[Stored data entries]
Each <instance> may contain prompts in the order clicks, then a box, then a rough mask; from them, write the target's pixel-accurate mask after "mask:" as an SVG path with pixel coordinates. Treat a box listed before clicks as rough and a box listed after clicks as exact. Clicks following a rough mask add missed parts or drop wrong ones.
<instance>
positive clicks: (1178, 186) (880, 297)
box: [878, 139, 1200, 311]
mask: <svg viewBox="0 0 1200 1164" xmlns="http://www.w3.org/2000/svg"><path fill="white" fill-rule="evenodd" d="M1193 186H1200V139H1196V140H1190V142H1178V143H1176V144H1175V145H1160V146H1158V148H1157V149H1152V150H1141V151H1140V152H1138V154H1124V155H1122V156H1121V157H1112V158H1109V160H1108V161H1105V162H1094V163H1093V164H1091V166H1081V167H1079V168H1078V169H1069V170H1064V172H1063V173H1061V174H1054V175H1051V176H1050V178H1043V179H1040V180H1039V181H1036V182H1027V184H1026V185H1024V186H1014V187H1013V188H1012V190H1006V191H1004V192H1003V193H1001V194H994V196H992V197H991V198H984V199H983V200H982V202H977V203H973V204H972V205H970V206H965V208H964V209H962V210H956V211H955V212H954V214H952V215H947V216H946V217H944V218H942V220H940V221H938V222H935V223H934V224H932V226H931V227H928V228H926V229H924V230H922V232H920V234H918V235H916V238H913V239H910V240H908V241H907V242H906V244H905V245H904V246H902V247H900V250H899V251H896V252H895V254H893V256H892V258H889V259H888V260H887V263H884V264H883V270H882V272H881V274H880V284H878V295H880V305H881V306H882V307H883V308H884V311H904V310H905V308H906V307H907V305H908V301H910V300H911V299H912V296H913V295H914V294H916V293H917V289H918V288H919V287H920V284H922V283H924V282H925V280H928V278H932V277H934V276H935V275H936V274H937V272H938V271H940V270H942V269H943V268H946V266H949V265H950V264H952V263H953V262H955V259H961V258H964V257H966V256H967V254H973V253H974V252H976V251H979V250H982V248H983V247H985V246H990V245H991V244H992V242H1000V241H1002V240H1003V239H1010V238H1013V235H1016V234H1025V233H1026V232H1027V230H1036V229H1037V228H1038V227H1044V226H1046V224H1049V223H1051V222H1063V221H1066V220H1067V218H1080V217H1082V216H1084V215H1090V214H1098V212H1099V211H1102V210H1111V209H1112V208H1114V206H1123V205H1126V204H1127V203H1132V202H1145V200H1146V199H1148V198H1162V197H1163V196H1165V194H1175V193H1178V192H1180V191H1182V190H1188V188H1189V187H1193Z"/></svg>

**WHAT YOU HAVE TO DO:**
Retype every line up to and including the one that contains "positive clicks: (1178, 186) (880, 297)", beginning at the first line of the records, with no edits.

**FINISHED TASK:**
Each <instance> may contain prompts in the order clicks, then a box, then a rough mask; from them, write the target's pixel-accurate mask after "mask:" as an SVG path with pixel coordinates. Treat a box listed before clicks as rough and a box listed after clicks as exact. Clicks following a rough mask add missed parts or drop wrong ones.
<instance>
positive clicks: (1178, 186) (880, 297)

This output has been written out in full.